Determine how many lines of the material hold the string "Category" and reply with only that number.

- Information shown
+--

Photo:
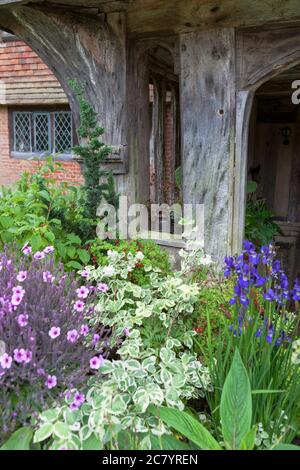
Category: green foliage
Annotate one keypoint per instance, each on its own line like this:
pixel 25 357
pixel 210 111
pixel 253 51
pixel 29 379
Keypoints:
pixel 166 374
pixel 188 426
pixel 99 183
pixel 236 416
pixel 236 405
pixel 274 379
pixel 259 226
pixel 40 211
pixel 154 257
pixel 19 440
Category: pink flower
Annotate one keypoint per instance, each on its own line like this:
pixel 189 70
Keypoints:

+--

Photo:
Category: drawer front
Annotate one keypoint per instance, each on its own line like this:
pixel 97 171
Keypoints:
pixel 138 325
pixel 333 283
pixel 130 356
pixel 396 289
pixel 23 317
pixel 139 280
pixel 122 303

+--

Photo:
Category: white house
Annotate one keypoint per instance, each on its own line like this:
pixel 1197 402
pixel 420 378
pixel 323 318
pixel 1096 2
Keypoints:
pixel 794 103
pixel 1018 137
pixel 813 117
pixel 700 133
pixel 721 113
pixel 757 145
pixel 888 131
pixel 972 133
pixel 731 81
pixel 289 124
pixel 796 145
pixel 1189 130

+--

- Response below
4